• Exercise goal: Turn the paragraph beginning "Russia has sought deeper ties" in the news excerpt below on Russia, the Taliban, and Afghanistan into a short bulleted list that keeps its main facts.

• Extract provided:
The meeting Friday appeared unlikely to make any significant breakthroughs. However, the participation of the Taliban marked the insurgency’s most high-profile diplomatic foray in years, as it seeks to translate its gains on the battlefield in the past 18 months into political leverage.
“We’re attending the conference to prove we’re willing to agree on a peaceful solution of the Afghan issue and to participate in any meeting which is for that purpose,” a Taliban delegate said ahead of the talks.
The Taliban’s attendance is a triumph for Russia’s re-engagement in a country it departed ignominiously nearly three decades ago after a nine-year occupation that left 15,000 Soviet soldiers dead.
“Moscow is trying to show it is one of the main players in Afghanistan,” said Arkady Dubnov, a Russian expert on the region. “Russia is competing with America in many global arenas and crisis zones.”
Russia has pushed into Afghanistan as it has grown increasingly concerned about the U.S.’s efforts there and the threat of a persistent pocket of Islamic State militants on the edge of a region it considers within its sphere of influence.
Russia has sought deeper ties with both the Afghan government and the Taliban. Moscow has posted more diplomats to northern Afghanistan, increased their contacts with members of the Afghan parliament, and opened consulates in the Pakistani cities of Quetta and Peshawar, near the border with Afghanistan.

• Data:
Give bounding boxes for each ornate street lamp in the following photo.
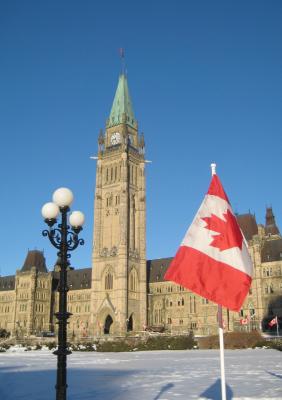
[41,188,84,400]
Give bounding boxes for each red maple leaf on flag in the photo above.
[202,210,243,251]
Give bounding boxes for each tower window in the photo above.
[129,269,137,292]
[105,272,113,290]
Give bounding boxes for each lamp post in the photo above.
[41,188,84,400]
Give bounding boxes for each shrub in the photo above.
[198,331,268,349]
[94,333,196,352]
[0,328,11,339]
[267,339,282,351]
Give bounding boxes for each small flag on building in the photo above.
[268,316,278,328]
[165,174,253,311]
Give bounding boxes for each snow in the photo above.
[0,347,282,400]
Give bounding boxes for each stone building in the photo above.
[0,74,282,338]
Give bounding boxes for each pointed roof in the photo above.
[265,207,280,235]
[108,74,136,127]
[236,213,258,240]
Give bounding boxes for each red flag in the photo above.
[268,316,278,328]
[165,175,253,311]
[119,47,124,58]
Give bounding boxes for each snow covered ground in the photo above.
[0,349,282,400]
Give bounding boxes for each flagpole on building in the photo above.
[211,163,226,400]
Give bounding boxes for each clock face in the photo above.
[111,132,120,145]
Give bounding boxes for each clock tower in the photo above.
[91,73,147,336]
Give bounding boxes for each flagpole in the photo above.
[211,163,226,400]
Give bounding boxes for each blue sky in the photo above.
[0,0,282,275]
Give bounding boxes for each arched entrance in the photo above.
[104,315,114,335]
[127,314,133,332]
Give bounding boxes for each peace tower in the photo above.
[91,73,147,335]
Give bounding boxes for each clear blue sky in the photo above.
[0,0,282,275]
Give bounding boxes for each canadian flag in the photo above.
[268,316,278,327]
[164,174,253,311]
[240,318,249,325]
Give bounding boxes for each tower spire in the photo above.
[107,73,137,128]
[265,207,279,235]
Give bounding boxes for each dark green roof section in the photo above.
[147,257,173,283]
[107,74,137,128]
[21,250,48,272]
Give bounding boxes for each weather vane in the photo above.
[119,47,126,75]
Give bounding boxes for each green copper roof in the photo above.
[108,74,136,127]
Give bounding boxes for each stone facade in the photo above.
[0,74,282,338]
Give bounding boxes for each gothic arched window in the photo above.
[129,268,138,292]
[105,271,113,290]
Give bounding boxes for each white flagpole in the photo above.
[211,163,226,400]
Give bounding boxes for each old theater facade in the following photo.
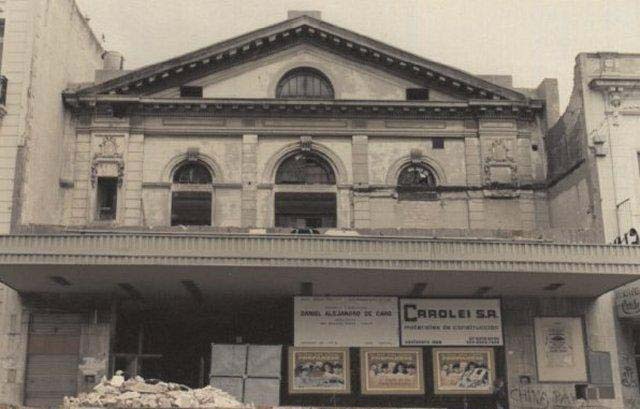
[0,11,640,409]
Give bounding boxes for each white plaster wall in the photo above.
[138,136,242,227]
[18,0,104,224]
[369,137,467,186]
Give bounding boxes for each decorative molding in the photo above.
[384,120,447,129]
[187,146,200,162]
[385,153,447,188]
[300,136,313,152]
[90,135,124,187]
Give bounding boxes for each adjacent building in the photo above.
[546,52,640,408]
[0,0,104,403]
[0,7,640,409]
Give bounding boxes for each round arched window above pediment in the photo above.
[173,162,213,185]
[276,67,335,99]
[398,163,437,189]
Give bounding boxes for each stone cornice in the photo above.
[69,16,526,100]
[0,233,640,279]
[66,95,544,120]
[589,75,640,91]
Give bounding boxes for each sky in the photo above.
[76,0,640,110]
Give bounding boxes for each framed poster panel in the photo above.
[289,347,351,394]
[360,348,424,395]
[533,317,588,382]
[433,348,495,395]
[400,298,503,347]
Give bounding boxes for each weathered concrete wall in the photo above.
[502,295,640,409]
[0,0,103,405]
[78,322,112,393]
[64,116,549,231]
[20,0,104,224]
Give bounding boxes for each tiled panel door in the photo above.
[25,314,82,407]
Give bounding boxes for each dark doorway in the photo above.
[275,192,336,229]
[171,191,211,226]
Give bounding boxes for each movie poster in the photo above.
[534,317,587,382]
[360,348,424,395]
[289,348,351,394]
[433,348,495,395]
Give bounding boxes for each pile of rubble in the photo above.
[63,371,246,409]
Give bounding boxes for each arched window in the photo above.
[171,162,213,226]
[276,153,336,185]
[274,152,337,228]
[173,162,211,185]
[398,163,436,189]
[276,67,334,99]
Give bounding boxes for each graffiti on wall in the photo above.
[509,384,577,409]
[620,353,638,388]
[613,227,640,246]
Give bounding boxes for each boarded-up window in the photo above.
[171,161,213,226]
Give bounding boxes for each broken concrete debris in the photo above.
[63,371,248,409]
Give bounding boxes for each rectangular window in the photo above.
[171,191,211,226]
[431,138,444,149]
[180,86,202,98]
[0,19,4,67]
[407,88,429,101]
[97,178,118,220]
[275,192,336,229]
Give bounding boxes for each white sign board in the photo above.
[400,298,503,346]
[293,297,398,347]
[533,317,588,382]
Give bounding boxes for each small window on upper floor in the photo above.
[180,85,202,98]
[407,88,429,101]
[171,161,213,226]
[276,67,335,99]
[96,177,118,221]
[398,163,436,189]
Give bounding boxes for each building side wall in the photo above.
[61,111,549,231]
[19,0,104,224]
[502,295,640,409]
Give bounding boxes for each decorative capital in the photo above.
[300,136,313,152]
[409,149,424,164]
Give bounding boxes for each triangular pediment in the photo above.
[149,44,464,101]
[69,16,526,101]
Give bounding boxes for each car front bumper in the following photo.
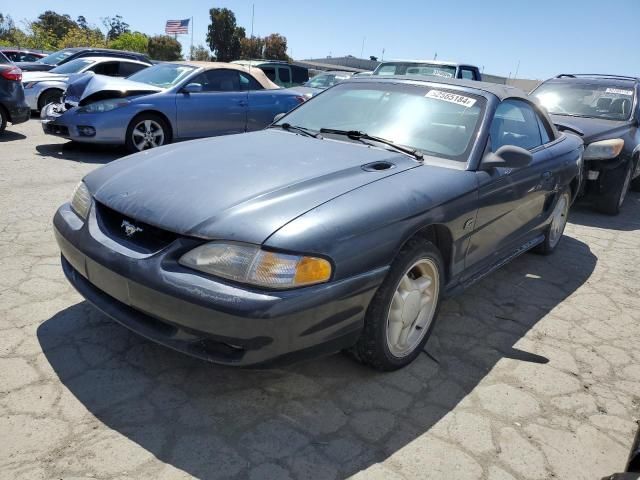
[54,204,387,366]
[40,103,129,145]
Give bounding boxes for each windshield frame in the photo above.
[48,57,97,75]
[530,80,640,122]
[272,77,491,165]
[36,48,76,66]
[127,63,201,90]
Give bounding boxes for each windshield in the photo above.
[304,73,349,88]
[49,58,95,74]
[533,83,635,120]
[373,62,456,78]
[38,50,73,65]
[127,63,195,88]
[276,82,485,162]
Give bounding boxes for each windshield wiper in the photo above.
[320,128,424,162]
[269,123,322,138]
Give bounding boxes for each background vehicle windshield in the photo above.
[373,62,456,78]
[533,83,635,120]
[38,50,73,65]
[304,73,349,88]
[127,63,195,88]
[277,83,485,162]
[49,58,95,74]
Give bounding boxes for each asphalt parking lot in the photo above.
[0,120,640,480]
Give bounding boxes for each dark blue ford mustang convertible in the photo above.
[54,77,583,370]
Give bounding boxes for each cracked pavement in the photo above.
[0,120,640,480]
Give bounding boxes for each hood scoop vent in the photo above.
[362,160,395,172]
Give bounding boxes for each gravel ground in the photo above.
[0,120,640,480]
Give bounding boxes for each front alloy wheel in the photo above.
[348,237,444,371]
[131,119,164,152]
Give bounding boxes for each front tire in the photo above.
[350,238,444,371]
[0,105,8,133]
[126,113,171,153]
[533,190,571,255]
[594,161,633,215]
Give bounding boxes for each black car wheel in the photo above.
[126,113,171,152]
[349,238,444,371]
[38,90,62,110]
[594,161,633,215]
[533,190,571,255]
[0,105,7,133]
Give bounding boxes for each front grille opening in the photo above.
[96,202,178,253]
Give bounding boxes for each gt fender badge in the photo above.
[120,220,143,237]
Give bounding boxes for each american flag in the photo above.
[164,18,190,35]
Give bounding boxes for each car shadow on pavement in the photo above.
[36,142,129,164]
[569,192,640,232]
[0,130,27,143]
[37,236,597,479]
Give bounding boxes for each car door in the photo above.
[176,68,248,138]
[465,99,554,275]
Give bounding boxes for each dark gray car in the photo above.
[0,52,31,133]
[54,77,583,370]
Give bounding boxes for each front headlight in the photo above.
[584,138,624,160]
[78,98,129,113]
[179,242,331,289]
[71,182,91,220]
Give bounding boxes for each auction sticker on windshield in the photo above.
[606,88,633,96]
[425,90,476,107]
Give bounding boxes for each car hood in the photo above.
[22,71,69,83]
[85,129,420,244]
[551,115,629,144]
[65,72,164,105]
[16,62,55,72]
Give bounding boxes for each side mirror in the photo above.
[480,145,533,170]
[182,83,202,93]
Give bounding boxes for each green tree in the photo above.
[58,27,107,48]
[31,10,78,41]
[109,32,149,53]
[240,37,264,59]
[207,8,246,62]
[190,45,211,62]
[102,15,131,40]
[149,35,182,61]
[264,33,289,61]
[0,13,16,42]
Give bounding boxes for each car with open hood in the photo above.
[22,57,151,111]
[53,77,583,370]
[532,74,640,215]
[40,62,305,151]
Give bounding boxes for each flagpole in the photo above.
[189,17,193,60]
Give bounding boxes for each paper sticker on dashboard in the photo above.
[606,88,633,96]
[425,90,476,107]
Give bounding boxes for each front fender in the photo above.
[264,166,477,279]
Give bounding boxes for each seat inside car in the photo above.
[609,98,631,117]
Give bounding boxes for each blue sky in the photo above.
[5,0,640,79]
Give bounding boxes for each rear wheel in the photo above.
[0,105,8,133]
[350,238,444,371]
[594,161,633,215]
[126,113,171,152]
[534,190,571,255]
[38,90,62,110]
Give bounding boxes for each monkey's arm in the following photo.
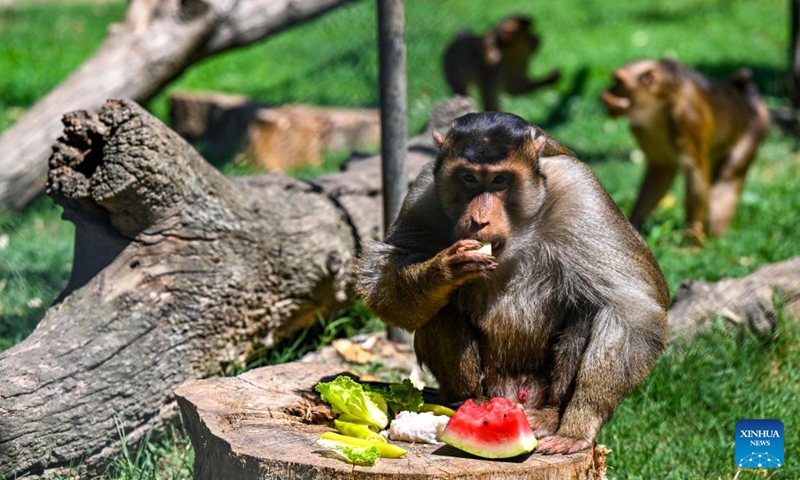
[356,165,497,330]
[673,88,715,244]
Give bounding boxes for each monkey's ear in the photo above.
[527,128,547,158]
[433,130,444,147]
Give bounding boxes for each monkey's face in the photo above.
[602,60,663,118]
[437,159,516,257]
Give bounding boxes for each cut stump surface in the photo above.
[175,363,604,480]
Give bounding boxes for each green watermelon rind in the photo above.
[439,398,539,459]
[440,432,539,458]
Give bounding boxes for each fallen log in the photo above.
[669,257,800,336]
[0,0,349,209]
[0,92,798,478]
[0,95,472,478]
[175,363,607,480]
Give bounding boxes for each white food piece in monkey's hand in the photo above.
[469,242,492,255]
[385,411,450,444]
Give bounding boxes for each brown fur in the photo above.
[357,113,669,453]
[603,59,769,244]
[443,17,561,111]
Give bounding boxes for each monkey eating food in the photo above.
[356,112,669,454]
[443,17,561,111]
[602,59,769,244]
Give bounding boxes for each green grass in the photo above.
[598,306,800,480]
[0,0,800,480]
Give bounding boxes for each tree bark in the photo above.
[669,257,800,335]
[0,0,349,209]
[0,92,800,478]
[0,95,473,478]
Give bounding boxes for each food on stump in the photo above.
[439,397,539,458]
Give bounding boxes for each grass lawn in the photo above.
[0,0,800,479]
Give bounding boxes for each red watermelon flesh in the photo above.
[439,397,539,458]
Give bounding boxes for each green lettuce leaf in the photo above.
[317,438,380,467]
[366,378,425,415]
[314,375,389,430]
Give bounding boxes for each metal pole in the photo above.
[377,0,411,343]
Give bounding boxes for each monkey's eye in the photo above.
[461,173,478,185]
[492,173,508,187]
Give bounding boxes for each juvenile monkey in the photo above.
[603,59,769,244]
[357,112,669,454]
[444,17,561,111]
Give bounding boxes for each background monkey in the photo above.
[444,17,561,111]
[357,112,669,454]
[603,59,769,244]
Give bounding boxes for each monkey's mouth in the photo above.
[492,241,506,258]
[603,90,631,117]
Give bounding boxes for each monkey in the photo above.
[443,16,561,111]
[355,112,669,454]
[602,59,769,245]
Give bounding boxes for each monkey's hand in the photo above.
[528,408,560,438]
[536,435,592,455]
[436,239,497,286]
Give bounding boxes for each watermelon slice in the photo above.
[439,397,539,458]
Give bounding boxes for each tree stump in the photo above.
[175,363,607,480]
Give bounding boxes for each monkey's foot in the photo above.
[536,435,592,455]
[528,408,559,438]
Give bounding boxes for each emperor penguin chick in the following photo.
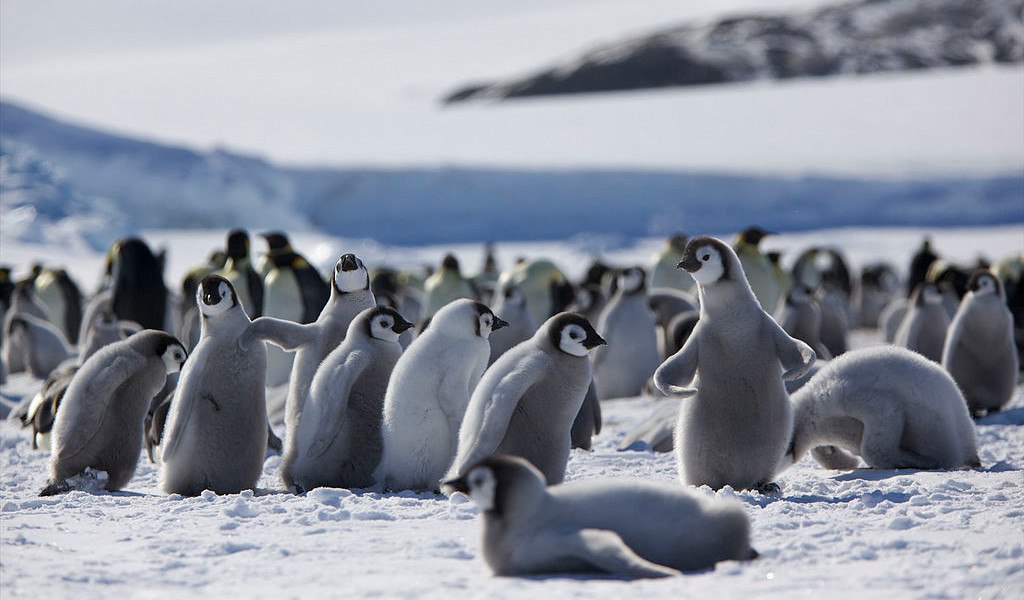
[594,267,662,400]
[282,307,413,491]
[375,298,507,491]
[449,312,605,484]
[783,346,981,469]
[654,238,815,491]
[160,275,267,496]
[40,330,185,496]
[445,456,758,577]
[893,283,949,362]
[942,270,1018,415]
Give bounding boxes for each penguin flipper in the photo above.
[298,351,370,459]
[239,316,317,351]
[654,322,701,397]
[513,529,682,577]
[446,355,550,478]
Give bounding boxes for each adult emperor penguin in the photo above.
[449,312,605,484]
[594,266,662,400]
[782,346,981,469]
[375,298,507,491]
[488,285,537,365]
[446,456,758,577]
[249,254,377,444]
[732,227,783,314]
[282,306,413,492]
[893,282,949,362]
[160,274,268,496]
[32,268,82,344]
[260,231,331,386]
[39,330,186,496]
[775,284,831,360]
[942,270,1019,415]
[217,229,263,318]
[654,233,815,492]
[647,233,693,293]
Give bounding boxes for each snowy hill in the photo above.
[444,0,1024,103]
[0,102,1024,248]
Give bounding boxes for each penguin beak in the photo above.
[583,332,608,350]
[391,317,414,334]
[441,476,469,494]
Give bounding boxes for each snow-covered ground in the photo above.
[0,225,1024,598]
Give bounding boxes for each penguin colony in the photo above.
[0,227,1024,577]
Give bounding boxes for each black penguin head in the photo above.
[967,269,1004,298]
[259,231,292,252]
[227,229,249,260]
[739,226,775,246]
[473,301,508,339]
[333,253,370,294]
[365,306,413,342]
[676,235,732,286]
[618,266,647,294]
[546,312,608,356]
[441,455,546,517]
[196,275,239,318]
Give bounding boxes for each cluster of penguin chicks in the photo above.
[0,227,1024,576]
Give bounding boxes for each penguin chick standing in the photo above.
[158,275,267,496]
[40,330,186,496]
[942,271,1019,415]
[375,298,507,490]
[783,346,981,469]
[449,312,605,484]
[445,456,758,577]
[594,267,662,400]
[654,238,815,491]
[893,283,949,362]
[282,307,413,491]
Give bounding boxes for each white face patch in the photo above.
[161,344,187,375]
[478,313,495,340]
[334,259,370,294]
[558,325,588,356]
[197,282,234,316]
[690,245,725,286]
[466,467,498,511]
[618,268,643,293]
[370,314,398,340]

• Worked answer:
- Russia has sought deeper ties with both the Afghan government and the Taliban.
- Moscow has posted more diplomats to northern Afghanistan.
- It has increased their contacts with members of the Afghan parliament.
- It has opened consulates in the Pakistani cities of Quetta and Peshawar, near the border with Afghanistan.